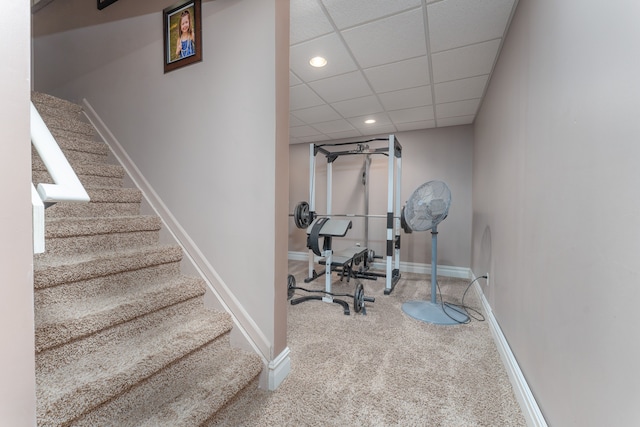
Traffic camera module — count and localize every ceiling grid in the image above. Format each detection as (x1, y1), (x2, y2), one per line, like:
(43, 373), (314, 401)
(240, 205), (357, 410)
(290, 0), (517, 143)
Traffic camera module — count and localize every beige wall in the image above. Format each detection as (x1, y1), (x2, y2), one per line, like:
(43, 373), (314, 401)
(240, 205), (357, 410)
(0, 2), (36, 426)
(473, 0), (640, 426)
(289, 126), (473, 268)
(35, 0), (288, 357)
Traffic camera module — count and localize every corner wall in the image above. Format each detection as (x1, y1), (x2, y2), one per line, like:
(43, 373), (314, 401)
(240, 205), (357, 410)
(0, 2), (36, 426)
(34, 0), (288, 368)
(472, 0), (640, 426)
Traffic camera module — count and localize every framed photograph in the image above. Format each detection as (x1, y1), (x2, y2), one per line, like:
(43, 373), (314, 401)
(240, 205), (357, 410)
(162, 0), (202, 73)
(98, 0), (118, 10)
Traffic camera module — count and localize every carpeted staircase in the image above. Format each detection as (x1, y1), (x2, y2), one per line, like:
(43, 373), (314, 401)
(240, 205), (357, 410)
(32, 93), (262, 427)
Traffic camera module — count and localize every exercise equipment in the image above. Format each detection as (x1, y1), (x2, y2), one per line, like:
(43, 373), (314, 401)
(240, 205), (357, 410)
(289, 200), (387, 231)
(288, 217), (374, 314)
(287, 274), (376, 316)
(304, 135), (402, 295)
(402, 181), (469, 325)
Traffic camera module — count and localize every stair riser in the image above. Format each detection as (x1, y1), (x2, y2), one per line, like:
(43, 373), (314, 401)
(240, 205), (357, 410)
(33, 246), (182, 289)
(31, 92), (82, 113)
(31, 171), (124, 187)
(33, 102), (86, 121)
(46, 230), (159, 255)
(35, 279), (205, 352)
(45, 202), (140, 218)
(74, 335), (260, 427)
(42, 116), (96, 139)
(32, 134), (109, 156)
(34, 262), (180, 312)
(36, 298), (233, 425)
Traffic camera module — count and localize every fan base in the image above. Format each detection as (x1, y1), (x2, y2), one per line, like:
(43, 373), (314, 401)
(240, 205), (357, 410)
(402, 301), (469, 325)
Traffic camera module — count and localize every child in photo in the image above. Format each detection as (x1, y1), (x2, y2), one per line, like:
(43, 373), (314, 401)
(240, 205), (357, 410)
(176, 10), (196, 59)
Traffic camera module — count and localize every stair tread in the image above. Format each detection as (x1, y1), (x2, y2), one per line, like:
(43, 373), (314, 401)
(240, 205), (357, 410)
(34, 244), (182, 288)
(45, 215), (162, 238)
(31, 91), (82, 113)
(35, 276), (205, 352)
(85, 187), (142, 203)
(36, 305), (232, 424)
(31, 158), (125, 178)
(76, 344), (263, 427)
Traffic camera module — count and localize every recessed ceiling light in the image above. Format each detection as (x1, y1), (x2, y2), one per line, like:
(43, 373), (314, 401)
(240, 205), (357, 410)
(309, 56), (327, 68)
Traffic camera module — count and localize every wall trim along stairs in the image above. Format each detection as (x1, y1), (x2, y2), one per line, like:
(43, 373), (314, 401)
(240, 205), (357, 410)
(82, 99), (291, 390)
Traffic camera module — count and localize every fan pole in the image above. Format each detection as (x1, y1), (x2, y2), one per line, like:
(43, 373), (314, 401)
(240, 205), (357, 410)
(402, 226), (469, 325)
(431, 229), (438, 304)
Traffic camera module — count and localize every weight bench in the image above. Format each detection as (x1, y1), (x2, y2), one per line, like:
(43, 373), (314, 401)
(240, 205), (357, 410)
(290, 217), (375, 315)
(318, 246), (369, 283)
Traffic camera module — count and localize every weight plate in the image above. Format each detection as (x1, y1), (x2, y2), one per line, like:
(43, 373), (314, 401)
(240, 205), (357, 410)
(353, 282), (364, 313)
(287, 274), (296, 299)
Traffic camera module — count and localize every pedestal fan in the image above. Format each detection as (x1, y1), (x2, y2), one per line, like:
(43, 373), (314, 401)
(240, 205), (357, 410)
(402, 181), (469, 325)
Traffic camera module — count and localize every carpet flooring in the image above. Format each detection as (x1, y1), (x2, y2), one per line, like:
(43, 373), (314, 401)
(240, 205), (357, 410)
(207, 261), (526, 427)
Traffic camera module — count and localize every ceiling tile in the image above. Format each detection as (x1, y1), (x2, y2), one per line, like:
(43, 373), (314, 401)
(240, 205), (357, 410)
(342, 9), (427, 68)
(289, 85), (324, 111)
(427, 0), (514, 53)
(389, 106), (434, 125)
(327, 129), (362, 139)
(331, 95), (384, 117)
(309, 71), (372, 103)
(438, 115), (474, 127)
(436, 99), (480, 118)
(434, 75), (489, 104)
(289, 71), (302, 86)
(378, 86), (433, 110)
(348, 113), (393, 130)
(289, 114), (306, 127)
(322, 0), (421, 29)
(432, 40), (500, 83)
(292, 104), (340, 124)
(289, 126), (320, 138)
(313, 119), (354, 133)
(396, 120), (436, 132)
(289, 34), (357, 82)
(364, 55), (429, 92)
(289, 0), (333, 44)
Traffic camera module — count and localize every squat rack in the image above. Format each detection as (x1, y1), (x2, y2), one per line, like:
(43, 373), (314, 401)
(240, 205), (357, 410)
(305, 134), (402, 295)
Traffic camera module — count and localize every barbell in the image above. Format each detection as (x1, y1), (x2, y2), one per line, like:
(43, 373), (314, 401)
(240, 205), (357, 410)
(289, 201), (396, 228)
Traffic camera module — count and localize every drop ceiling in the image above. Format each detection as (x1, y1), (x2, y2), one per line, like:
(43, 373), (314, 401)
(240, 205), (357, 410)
(289, 0), (517, 144)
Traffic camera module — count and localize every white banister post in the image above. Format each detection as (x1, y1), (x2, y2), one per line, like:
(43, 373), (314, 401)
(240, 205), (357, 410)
(31, 184), (44, 254)
(31, 103), (89, 203)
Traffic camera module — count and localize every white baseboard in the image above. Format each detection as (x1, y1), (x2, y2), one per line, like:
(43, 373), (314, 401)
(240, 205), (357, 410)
(260, 347), (291, 391)
(288, 251), (471, 279)
(472, 274), (547, 427)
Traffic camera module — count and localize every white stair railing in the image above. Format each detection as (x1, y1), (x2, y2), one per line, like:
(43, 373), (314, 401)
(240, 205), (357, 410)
(31, 103), (89, 253)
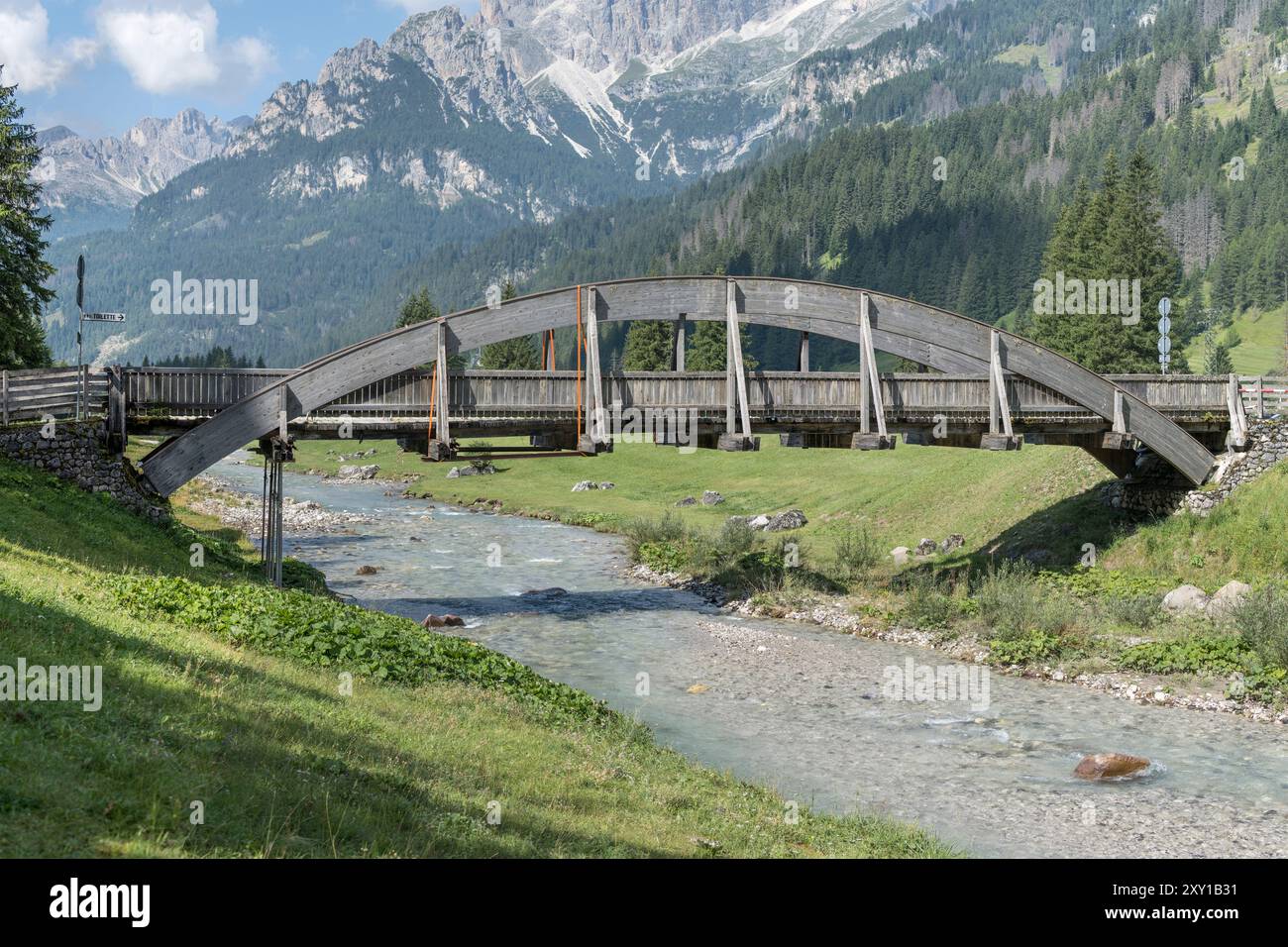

### GIVEN INSTRUCTION
Copy out, word for word, the lines from the start of the material through the line that contains "(36, 298), (233, 425)", including both of those lines, and leave the pictures out of your answer.

### FINAL RESULT
Traffic camera module — count and localize every ceiling grid in the image above. Format each detection as (x1, y1), (x2, y2), one per line, like:
(43, 373), (314, 401)
(240, 205), (357, 410)
(290, 0), (517, 143)
Traffic camera module — count and localize every beige wall in the image above. Format each detection as (x1, y1), (x2, y2), one per line, like:
(43, 373), (314, 401)
(240, 205), (357, 410)
(0, 2), (36, 426)
(473, 0), (640, 426)
(289, 126), (473, 268)
(35, 0), (288, 357)
Traffic camera module — count and localize every corner wall in the image above. Format each detection as (x1, y1), (x2, y2), one per line, like:
(43, 373), (314, 401)
(240, 205), (357, 410)
(0, 2), (36, 426)
(34, 0), (288, 368)
(472, 0), (640, 426)
Traffic camera module — count and localize every framed photograph in the image above. Format each detection as (x1, y1), (x2, y2), one per line, like:
(43, 373), (314, 401)
(240, 205), (357, 410)
(162, 0), (202, 73)
(98, 0), (118, 10)
Traffic camera module — count and localize every carpeted staircase in the image above. Format each detection as (x1, y1), (x2, y2), one per line, like:
(43, 373), (314, 401)
(240, 205), (357, 410)
(32, 93), (262, 427)
Traffic camera module — count and localize every exercise equipment in the image above. Format each detection as (x1, y1), (x2, y2), one per line, like:
(43, 373), (314, 401)
(240, 205), (357, 410)
(289, 200), (387, 231)
(288, 217), (374, 314)
(287, 274), (376, 316)
(304, 135), (402, 295)
(402, 181), (469, 325)
Traffic camera module — count and localize every stair riser in the image above. Format each detection as (x1, y1), (x2, y2), one per line, like:
(43, 373), (314, 401)
(240, 205), (357, 410)
(33, 246), (182, 289)
(31, 92), (82, 113)
(31, 171), (124, 187)
(33, 102), (86, 121)
(46, 230), (159, 255)
(35, 279), (205, 352)
(45, 202), (140, 218)
(74, 335), (260, 427)
(42, 116), (96, 139)
(32, 134), (109, 156)
(34, 262), (180, 312)
(36, 298), (233, 425)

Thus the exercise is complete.